**Using the information**
1. Copy the passage of the forum thread starting with "Going to the" and going on through "town is crasy.".
2. List the things the opening post of the forum thread says the writer once had.
3. Continue the forum thread from its last line.

**Source extract**
==========
I'm 39 with no life

Discussion in 'Rants, Musings and Ideas' started by tness, Jul 9, 2012.

  1. tness

    tness Well-Known Member

    Im currently laying in my bed, it's 5:19 in the afternoon, and I feel such a failiour. I'm a 39 year old male, living to my old parents. I had a life, apartment and a beautiful girlfriend, then she left me the 4 of February. I was devastated, I was in shock. I just wanted to die. Still do. I live home, in my childhood home. Why did my life get like this, it is something serious wrong with me. I must have some kinda mental illness. I'm not a normal guy.

    I hate my selves, I hate my selves, I hate my selves. I'm such a failiour. I can't talk with anyone. I'm so dead inside. I need help, I need her.
     
  2. Damask

    Damask Well-Known Member

    Did she tell you why she left?
     
  3. tness

    tness Well-Known Member

    She did tell me over and over again. We did communicate ok after the breakup, I was talking she was listening, and was quiet.
    Nothing worked out.
    I haven't talked with her for about 5-6 weeks. That's best for us both, or it's best for me.
    Going to the therapist tomorrow.
     
  4. tness

    tness Well-Known Member

    Sitting in our apartment.
    I have no choice of buying her out. Because the marked here in this town is crasy.
    And I don´t have any other options. I hope I will manage this "jial"
==========
**Stored data entries**
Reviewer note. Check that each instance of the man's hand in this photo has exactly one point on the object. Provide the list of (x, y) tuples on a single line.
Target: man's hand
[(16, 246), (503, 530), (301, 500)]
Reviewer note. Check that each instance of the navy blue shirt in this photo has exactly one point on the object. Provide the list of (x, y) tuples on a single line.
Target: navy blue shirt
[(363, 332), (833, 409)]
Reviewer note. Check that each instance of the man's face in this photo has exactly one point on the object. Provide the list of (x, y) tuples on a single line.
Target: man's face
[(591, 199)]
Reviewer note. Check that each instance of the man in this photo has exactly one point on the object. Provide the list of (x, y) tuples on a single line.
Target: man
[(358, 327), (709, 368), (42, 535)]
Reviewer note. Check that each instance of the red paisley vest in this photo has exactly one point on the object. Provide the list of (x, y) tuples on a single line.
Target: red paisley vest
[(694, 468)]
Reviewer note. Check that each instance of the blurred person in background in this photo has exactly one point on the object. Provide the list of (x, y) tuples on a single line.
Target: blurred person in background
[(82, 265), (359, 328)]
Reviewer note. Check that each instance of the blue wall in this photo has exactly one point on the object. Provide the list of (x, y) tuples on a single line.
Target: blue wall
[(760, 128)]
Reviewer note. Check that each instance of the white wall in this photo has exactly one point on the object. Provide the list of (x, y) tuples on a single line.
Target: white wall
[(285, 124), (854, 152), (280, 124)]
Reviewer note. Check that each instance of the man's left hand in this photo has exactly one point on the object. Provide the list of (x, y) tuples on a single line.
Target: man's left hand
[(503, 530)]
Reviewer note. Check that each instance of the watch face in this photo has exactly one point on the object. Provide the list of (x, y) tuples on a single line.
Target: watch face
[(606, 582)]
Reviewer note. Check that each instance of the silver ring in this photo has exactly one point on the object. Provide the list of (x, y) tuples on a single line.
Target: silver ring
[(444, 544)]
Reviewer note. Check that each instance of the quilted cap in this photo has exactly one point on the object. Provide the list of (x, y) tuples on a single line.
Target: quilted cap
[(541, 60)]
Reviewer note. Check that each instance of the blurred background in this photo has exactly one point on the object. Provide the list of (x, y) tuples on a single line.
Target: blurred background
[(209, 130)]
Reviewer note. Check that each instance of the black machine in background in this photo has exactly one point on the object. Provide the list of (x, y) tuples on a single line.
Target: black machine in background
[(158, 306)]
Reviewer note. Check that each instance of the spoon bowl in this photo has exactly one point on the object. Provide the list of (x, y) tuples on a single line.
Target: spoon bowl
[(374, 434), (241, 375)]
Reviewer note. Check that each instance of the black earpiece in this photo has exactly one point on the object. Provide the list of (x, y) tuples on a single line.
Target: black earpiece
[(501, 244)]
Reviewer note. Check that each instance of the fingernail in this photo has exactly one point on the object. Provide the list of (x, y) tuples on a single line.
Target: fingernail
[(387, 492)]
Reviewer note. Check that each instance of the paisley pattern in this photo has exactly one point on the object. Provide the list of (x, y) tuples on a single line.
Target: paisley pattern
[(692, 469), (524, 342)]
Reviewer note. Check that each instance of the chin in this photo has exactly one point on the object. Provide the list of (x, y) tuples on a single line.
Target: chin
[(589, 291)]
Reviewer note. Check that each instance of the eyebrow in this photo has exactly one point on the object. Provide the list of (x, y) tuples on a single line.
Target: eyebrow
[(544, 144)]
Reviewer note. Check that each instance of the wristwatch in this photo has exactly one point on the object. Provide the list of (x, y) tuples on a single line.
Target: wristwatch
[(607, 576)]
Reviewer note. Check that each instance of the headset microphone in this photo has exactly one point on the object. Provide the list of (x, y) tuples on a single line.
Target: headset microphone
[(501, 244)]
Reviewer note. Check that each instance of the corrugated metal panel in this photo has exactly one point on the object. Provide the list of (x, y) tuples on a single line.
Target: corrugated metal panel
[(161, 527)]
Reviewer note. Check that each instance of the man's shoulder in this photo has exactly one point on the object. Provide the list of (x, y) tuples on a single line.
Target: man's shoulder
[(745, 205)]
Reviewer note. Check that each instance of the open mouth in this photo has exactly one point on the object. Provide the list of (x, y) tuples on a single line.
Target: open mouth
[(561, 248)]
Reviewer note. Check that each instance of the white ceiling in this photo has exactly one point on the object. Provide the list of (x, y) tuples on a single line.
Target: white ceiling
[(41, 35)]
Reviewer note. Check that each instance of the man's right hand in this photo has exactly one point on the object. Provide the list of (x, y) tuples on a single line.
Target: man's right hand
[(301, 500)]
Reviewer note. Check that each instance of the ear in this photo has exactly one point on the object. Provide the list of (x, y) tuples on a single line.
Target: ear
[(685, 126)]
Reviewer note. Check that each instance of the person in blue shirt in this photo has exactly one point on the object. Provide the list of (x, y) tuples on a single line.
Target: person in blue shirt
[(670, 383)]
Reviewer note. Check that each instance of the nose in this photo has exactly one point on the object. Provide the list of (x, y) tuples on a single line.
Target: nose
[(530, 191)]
==========
**Solved problems**
1.
Going to the therapist tomorrow.
     
  4. tness

    tness Well-Known Member

    Sitting in our apartment.
    I have no choice of buying her out. Because the marked here in this town is crasy.

2.
a life
an apartment
a beautiful girlfriend

3.
  5. jota1

    jota1 Well-Known Member

    Its happening a lot these days for many reasons, people going back to live with their parents as good jobs are hard to find and housing is expensive and banks don’t lend any more…etc. Don’t think you’re a failure just because of that. Many more people are having similar problems in Europe. I know it does not help but at least you know your not alone
     
  6. tness

    tness Well-Known Member

    But I will not have any problem keeping this apartment, but I will have a problem with the memories. But I think I will try to keep it.
     
  7. jota1

    jota1 Well-Known Member

    I wouldnt.
    hanging on to memories like that just stalls your progress. Houses are just cement, wood and glass, the memories are in your head not in inanimate objects. What happens when you find someone else you love, will you still want these memories or will you want to create new memories with this new person in your life but in a new place? Let the past be the past.